Repubblica (15.000 kmq; 1.100.300 ab.) della Russia, estesa nella Russia
sud-occidentale. Capoluogo: Grozny (210.720 ab.). • Geogr. - Compresa nel
territorio caucasico, la
C. è una regione prevalentemente
montuosa, situata tra il Mar Nero a Ovest e il Mar Caspio
a Est. • Econ. - Accanto alla tradizionale attività della pastorizia,
nell'ultimo ventennio sono sorte industrie chimiche e meccaniche legate
alla scoperta di ricchi giacimenti di petrolio. • St. - La
C.,
e tutto il Caucaso di cui fa parte, ha sempre rappresentato la porta di accesso
verso le grandi risorse petrolifere del Medio Oriente; la sua collocazione
geografica l'ha quindi resa una terra di scontro fin dal XIX sec. Il
primo contrasto tra Russi e Ceceni risale al 1722, ai tempi di Pietro il
Grande, quando iniziò la politica espansionistica russa verso il Caucaso.

━━━━━━━━━━

COSA FARE -
• A. Secondo il testo sulla Cecenia, a quando risale il primo scontro tra Russi e Ceceni?
• B. Scrivi il seguito del testo sulla Cecenia, ripartendo subito dopo l'ultima frase.

━━━━━━━━━━

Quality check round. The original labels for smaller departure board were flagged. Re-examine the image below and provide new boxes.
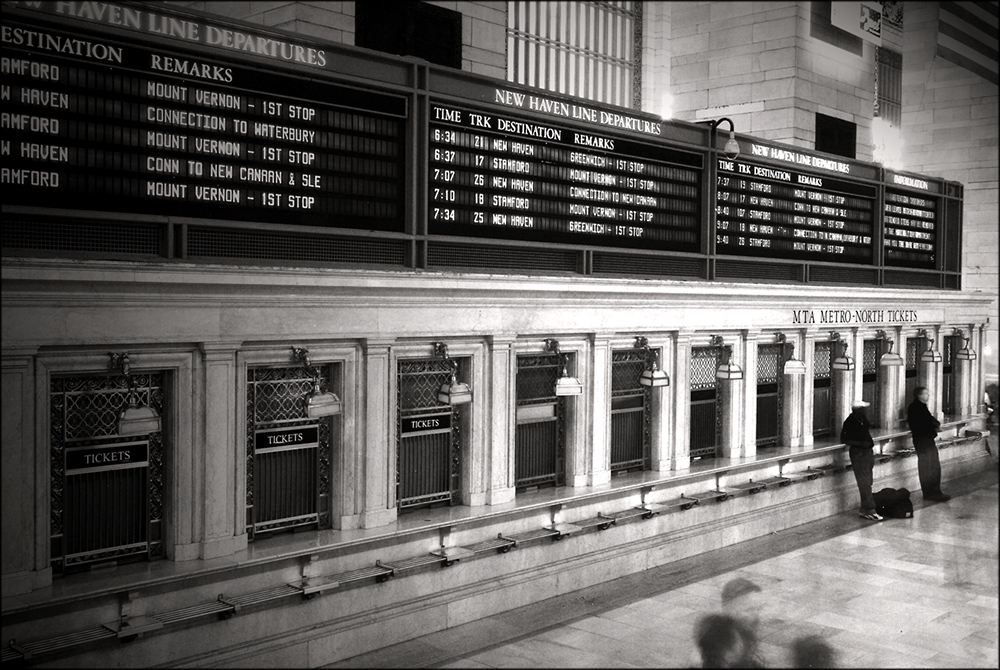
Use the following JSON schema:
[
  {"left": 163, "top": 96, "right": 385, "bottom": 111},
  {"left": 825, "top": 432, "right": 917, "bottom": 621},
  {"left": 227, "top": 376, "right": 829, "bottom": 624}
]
[
  {"left": 427, "top": 105, "right": 703, "bottom": 251},
  {"left": 882, "top": 189, "right": 938, "bottom": 269},
  {"left": 715, "top": 159, "right": 877, "bottom": 263}
]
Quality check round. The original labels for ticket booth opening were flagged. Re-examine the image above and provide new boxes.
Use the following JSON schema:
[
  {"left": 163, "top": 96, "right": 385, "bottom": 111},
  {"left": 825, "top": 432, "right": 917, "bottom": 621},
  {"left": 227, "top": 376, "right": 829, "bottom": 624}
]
[
  {"left": 813, "top": 340, "right": 847, "bottom": 437},
  {"left": 514, "top": 354, "right": 566, "bottom": 491},
  {"left": 49, "top": 373, "right": 164, "bottom": 573},
  {"left": 396, "top": 358, "right": 468, "bottom": 511},
  {"left": 691, "top": 346, "right": 722, "bottom": 459},
  {"left": 611, "top": 348, "right": 652, "bottom": 474},
  {"left": 757, "top": 344, "right": 785, "bottom": 447},
  {"left": 246, "top": 365, "right": 340, "bottom": 540},
  {"left": 860, "top": 339, "right": 885, "bottom": 414}
]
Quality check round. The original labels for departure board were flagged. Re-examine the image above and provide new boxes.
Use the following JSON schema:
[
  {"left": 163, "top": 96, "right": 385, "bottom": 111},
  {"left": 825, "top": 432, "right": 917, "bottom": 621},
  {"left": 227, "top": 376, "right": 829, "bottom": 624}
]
[
  {"left": 0, "top": 17, "right": 407, "bottom": 231},
  {"left": 715, "top": 159, "right": 876, "bottom": 263},
  {"left": 427, "top": 104, "right": 703, "bottom": 251},
  {"left": 882, "top": 189, "right": 938, "bottom": 269}
]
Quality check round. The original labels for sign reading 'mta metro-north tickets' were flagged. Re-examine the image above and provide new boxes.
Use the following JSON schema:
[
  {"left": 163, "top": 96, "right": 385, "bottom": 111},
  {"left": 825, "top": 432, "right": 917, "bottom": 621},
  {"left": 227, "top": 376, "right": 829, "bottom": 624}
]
[
  {"left": 427, "top": 105, "right": 702, "bottom": 251},
  {"left": 2, "top": 14, "right": 406, "bottom": 231}
]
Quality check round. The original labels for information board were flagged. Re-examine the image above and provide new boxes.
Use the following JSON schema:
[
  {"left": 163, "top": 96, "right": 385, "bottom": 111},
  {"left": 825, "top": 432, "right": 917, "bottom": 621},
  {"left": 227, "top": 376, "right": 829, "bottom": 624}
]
[
  {"left": 427, "top": 104, "right": 703, "bottom": 251},
  {"left": 0, "top": 17, "right": 407, "bottom": 231},
  {"left": 882, "top": 189, "right": 939, "bottom": 269},
  {"left": 715, "top": 158, "right": 877, "bottom": 263}
]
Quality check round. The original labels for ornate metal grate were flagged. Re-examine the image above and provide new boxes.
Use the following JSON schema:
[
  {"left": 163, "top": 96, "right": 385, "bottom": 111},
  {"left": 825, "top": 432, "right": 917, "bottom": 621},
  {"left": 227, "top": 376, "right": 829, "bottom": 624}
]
[
  {"left": 514, "top": 354, "right": 566, "bottom": 490},
  {"left": 611, "top": 348, "right": 652, "bottom": 473},
  {"left": 813, "top": 341, "right": 833, "bottom": 379},
  {"left": 246, "top": 366, "right": 332, "bottom": 540},
  {"left": 396, "top": 358, "right": 462, "bottom": 510},
  {"left": 690, "top": 346, "right": 722, "bottom": 458},
  {"left": 49, "top": 373, "right": 164, "bottom": 572},
  {"left": 691, "top": 347, "right": 722, "bottom": 391}
]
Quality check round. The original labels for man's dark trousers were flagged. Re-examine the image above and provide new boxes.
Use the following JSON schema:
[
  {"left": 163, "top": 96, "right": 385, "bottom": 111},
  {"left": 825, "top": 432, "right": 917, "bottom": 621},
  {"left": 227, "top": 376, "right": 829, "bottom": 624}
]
[
  {"left": 913, "top": 437, "right": 941, "bottom": 498},
  {"left": 850, "top": 447, "right": 875, "bottom": 512}
]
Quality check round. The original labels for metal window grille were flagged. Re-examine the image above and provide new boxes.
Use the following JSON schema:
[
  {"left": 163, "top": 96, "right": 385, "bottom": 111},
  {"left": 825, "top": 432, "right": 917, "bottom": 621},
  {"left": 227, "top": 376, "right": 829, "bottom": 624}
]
[
  {"left": 611, "top": 349, "right": 652, "bottom": 473},
  {"left": 246, "top": 366, "right": 336, "bottom": 540},
  {"left": 49, "top": 373, "right": 164, "bottom": 572},
  {"left": 941, "top": 335, "right": 963, "bottom": 414},
  {"left": 861, "top": 340, "right": 882, "bottom": 418},
  {"left": 690, "top": 347, "right": 722, "bottom": 458},
  {"left": 396, "top": 358, "right": 462, "bottom": 510},
  {"left": 514, "top": 354, "right": 566, "bottom": 490},
  {"left": 757, "top": 344, "right": 785, "bottom": 447},
  {"left": 507, "top": 1, "right": 642, "bottom": 107},
  {"left": 875, "top": 47, "right": 903, "bottom": 128},
  {"left": 813, "top": 341, "right": 834, "bottom": 437}
]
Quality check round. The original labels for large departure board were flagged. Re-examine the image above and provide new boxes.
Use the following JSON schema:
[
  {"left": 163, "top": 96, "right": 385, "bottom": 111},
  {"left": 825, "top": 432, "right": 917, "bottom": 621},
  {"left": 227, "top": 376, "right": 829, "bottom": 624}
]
[
  {"left": 427, "top": 105, "right": 703, "bottom": 251},
  {"left": 0, "top": 17, "right": 407, "bottom": 231},
  {"left": 715, "top": 158, "right": 877, "bottom": 263}
]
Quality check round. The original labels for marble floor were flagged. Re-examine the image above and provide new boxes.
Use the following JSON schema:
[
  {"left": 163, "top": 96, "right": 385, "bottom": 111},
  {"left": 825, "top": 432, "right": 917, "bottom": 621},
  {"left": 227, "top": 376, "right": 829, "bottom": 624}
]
[{"left": 326, "top": 468, "right": 1000, "bottom": 668}]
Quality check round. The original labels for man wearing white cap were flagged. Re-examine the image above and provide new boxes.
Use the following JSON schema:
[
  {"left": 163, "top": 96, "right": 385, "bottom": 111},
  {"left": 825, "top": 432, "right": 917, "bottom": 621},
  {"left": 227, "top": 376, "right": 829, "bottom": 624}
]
[{"left": 840, "top": 400, "right": 882, "bottom": 521}]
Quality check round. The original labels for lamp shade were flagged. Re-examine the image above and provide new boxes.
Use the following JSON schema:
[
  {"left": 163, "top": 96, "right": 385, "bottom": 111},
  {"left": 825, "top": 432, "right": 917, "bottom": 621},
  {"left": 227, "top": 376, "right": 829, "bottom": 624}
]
[
  {"left": 715, "top": 363, "right": 743, "bottom": 380},
  {"left": 830, "top": 356, "right": 854, "bottom": 371},
  {"left": 556, "top": 375, "right": 583, "bottom": 396},
  {"left": 306, "top": 391, "right": 344, "bottom": 419},
  {"left": 920, "top": 349, "right": 941, "bottom": 363},
  {"left": 784, "top": 358, "right": 806, "bottom": 377},
  {"left": 118, "top": 402, "right": 160, "bottom": 436},
  {"left": 639, "top": 367, "right": 670, "bottom": 388},
  {"left": 438, "top": 375, "right": 472, "bottom": 405},
  {"left": 878, "top": 351, "right": 906, "bottom": 368}
]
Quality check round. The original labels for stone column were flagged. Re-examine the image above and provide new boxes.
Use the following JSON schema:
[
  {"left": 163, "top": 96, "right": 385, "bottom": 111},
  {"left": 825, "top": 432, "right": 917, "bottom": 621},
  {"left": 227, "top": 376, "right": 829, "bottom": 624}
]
[
  {"left": 668, "top": 333, "right": 691, "bottom": 470},
  {"left": 875, "top": 338, "right": 906, "bottom": 428},
  {"left": 580, "top": 337, "right": 611, "bottom": 486},
  {"left": 649, "top": 340, "right": 672, "bottom": 471},
  {"left": 740, "top": 330, "right": 760, "bottom": 456},
  {"left": 193, "top": 342, "right": 247, "bottom": 559},
  {"left": 356, "top": 338, "right": 396, "bottom": 528},
  {"left": 0, "top": 348, "right": 52, "bottom": 597},
  {"left": 781, "top": 335, "right": 812, "bottom": 447},
  {"left": 486, "top": 334, "right": 517, "bottom": 505},
  {"left": 716, "top": 341, "right": 757, "bottom": 458}
]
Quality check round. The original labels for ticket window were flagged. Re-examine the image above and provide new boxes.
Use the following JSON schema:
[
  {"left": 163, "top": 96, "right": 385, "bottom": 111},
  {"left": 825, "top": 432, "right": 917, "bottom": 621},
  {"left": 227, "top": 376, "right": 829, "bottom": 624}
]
[
  {"left": 611, "top": 347, "right": 652, "bottom": 474},
  {"left": 246, "top": 365, "right": 340, "bottom": 540},
  {"left": 690, "top": 346, "right": 722, "bottom": 460},
  {"left": 514, "top": 354, "right": 566, "bottom": 492},
  {"left": 813, "top": 340, "right": 846, "bottom": 437},
  {"left": 757, "top": 344, "right": 785, "bottom": 447},
  {"left": 49, "top": 372, "right": 165, "bottom": 573},
  {"left": 396, "top": 358, "right": 469, "bottom": 512},
  {"left": 860, "top": 339, "right": 884, "bottom": 414},
  {"left": 903, "top": 337, "right": 924, "bottom": 406},
  {"left": 941, "top": 335, "right": 964, "bottom": 414}
]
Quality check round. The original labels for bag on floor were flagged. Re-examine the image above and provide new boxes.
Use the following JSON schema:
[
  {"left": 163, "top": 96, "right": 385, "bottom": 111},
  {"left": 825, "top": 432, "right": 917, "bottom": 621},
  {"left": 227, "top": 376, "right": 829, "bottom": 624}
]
[{"left": 874, "top": 488, "right": 913, "bottom": 519}]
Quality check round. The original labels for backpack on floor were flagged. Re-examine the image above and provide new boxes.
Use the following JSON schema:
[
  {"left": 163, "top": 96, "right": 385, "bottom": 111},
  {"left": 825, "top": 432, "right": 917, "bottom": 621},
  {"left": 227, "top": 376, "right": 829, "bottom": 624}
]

━━━━━━━━━━

RISPOSTE AI COMPITI -
• A. Al 1722, ai tempi di Pietro il Grande.

• B.
Dalla metà del XIX sec. la
C. fu protagonista di molte
rivolte soffocate nel sangue (1859, 1862-65, 1877-78); migliaia di Ceceni
vennero deportati, mentre dal 1901 ebbe inizio una consistente emigrazione
volontaria. Con la prima guerra mondiale e la Rivoluzione d'Ottobre tutto il
Caucaso cercò di rendersi più autonomo dal dominio russo. Nel 1917 fu proclamata
la Confederazione dei Popoli del Caucaso del Nord, che nel maggio 1918 portò alla
dichiarazione di indipendenza, cui pose fine la vittoriosa avanzata delle truppe
sovietiche nel 1921. La
C. fece parte della Repubblica Ceceno-Inguscezia,
nell'ambito dell'Unione Sovietica, dal 1936 al 1991. Nel 1990 si riunì a Grozny
una conferenza nazionale che dichiarò l'indipendenza (27 novembre) e la sovranità
della
C. e la sua separazione dall'ex Unione Sovietica e nominò presidente
Djokhar Dudaev, ex generale dell'Armata Rossa. Nel 1992 la regione si staccò
dall'Inguscezia. In seguito al rifiuto, opposto dal presidente Dudaev, di firmare
il nuovo trattato federale con la Russia, nel dicembre 1994 la
C. fu
invasa dalle truppe russe. L'occupazione del territorio fu compiuta al
prezzo di sanguinosi scontri; l'esercito russo, tuttavia, non riuscì a
piegare le resistenze dei guerriglieri ceceni. Nel gennaio 1996 il filo-russo
Doky Zavgayev, ex presidente del Soviet della
C.-Inguscezia,
fu eletto capo della Repubblica cecena, ma il capo dei separatisti ceceni
Dudaev dichiarò invalido il risultato. Nel mese di aprile Dudaev fu ucciso nel
corso di un bombardamento; il suo posto fu preso da Zelimkhan Yandarbiev.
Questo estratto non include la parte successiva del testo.